Point annotation dataset records:
========================

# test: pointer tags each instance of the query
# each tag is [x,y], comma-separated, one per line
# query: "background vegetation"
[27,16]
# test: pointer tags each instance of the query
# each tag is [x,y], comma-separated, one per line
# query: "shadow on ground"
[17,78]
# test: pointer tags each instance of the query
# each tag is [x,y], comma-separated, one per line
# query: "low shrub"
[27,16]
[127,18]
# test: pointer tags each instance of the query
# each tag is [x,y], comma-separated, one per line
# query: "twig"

========================

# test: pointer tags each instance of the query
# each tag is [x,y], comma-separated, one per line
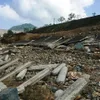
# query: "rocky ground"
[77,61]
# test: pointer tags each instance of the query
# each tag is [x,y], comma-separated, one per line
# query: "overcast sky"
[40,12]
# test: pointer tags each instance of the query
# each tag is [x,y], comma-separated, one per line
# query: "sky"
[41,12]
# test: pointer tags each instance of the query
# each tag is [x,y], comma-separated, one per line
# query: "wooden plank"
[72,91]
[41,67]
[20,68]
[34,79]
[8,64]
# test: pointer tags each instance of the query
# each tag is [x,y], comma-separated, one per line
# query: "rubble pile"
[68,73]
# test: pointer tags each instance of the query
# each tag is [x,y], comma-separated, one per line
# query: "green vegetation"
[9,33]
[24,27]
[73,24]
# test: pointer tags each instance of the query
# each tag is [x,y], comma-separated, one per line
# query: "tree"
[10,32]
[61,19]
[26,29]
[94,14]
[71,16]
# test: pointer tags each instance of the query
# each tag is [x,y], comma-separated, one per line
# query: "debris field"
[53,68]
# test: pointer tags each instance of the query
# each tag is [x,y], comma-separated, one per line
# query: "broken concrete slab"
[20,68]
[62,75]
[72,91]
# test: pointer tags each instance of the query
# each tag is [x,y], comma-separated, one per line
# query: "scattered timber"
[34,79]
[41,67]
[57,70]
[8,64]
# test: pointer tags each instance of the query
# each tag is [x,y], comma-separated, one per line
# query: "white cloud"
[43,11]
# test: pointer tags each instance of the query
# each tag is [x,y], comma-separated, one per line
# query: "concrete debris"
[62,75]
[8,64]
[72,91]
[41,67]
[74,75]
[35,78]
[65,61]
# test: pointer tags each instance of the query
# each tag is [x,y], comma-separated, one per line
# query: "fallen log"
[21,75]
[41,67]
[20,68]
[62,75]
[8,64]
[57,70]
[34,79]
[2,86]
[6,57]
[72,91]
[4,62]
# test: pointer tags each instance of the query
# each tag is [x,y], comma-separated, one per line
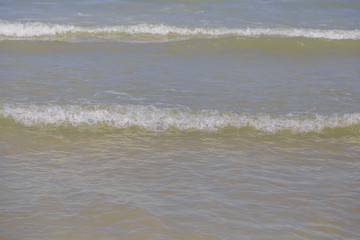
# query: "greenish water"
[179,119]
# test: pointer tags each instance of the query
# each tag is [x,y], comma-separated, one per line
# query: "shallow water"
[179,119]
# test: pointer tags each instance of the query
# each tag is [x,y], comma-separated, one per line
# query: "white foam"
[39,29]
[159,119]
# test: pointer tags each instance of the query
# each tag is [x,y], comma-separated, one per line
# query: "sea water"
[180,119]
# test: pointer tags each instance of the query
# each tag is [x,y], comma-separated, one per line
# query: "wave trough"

========================

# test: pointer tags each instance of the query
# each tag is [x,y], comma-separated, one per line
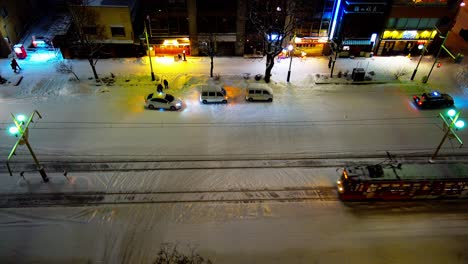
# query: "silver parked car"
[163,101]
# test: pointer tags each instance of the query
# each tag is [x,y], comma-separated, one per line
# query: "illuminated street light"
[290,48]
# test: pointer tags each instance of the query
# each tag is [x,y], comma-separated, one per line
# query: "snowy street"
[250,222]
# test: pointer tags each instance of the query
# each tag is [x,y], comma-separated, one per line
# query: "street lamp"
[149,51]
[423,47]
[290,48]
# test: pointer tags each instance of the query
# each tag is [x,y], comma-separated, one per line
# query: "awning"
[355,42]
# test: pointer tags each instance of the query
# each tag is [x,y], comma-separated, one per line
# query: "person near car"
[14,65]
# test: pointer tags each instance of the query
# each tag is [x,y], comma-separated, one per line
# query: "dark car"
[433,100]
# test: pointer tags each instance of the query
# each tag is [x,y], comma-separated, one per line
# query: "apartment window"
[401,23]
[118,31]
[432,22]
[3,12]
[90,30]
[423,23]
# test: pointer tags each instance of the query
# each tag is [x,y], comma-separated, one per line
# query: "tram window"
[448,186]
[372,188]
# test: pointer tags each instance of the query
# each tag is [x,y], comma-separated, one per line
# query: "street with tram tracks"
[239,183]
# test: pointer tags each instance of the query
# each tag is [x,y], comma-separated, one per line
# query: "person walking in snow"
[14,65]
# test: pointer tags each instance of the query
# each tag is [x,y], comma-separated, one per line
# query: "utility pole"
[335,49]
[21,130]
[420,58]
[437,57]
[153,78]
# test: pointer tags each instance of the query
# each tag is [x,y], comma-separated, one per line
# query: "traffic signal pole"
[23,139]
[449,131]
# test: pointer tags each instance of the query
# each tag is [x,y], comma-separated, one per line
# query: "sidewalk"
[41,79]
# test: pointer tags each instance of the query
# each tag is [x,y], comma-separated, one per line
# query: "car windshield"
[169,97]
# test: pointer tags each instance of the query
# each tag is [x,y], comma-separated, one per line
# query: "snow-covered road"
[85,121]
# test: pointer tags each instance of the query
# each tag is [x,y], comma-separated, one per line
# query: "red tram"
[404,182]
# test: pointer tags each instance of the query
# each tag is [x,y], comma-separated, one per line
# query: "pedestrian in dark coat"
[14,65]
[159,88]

========================

Set exercise: Gather every line in the items above that contains the word "dark", treating uppercase and lowercase as different. Copy each of those lines in full.

Response below:
# query: "dark car"
# query: "pedestrian in dark coat"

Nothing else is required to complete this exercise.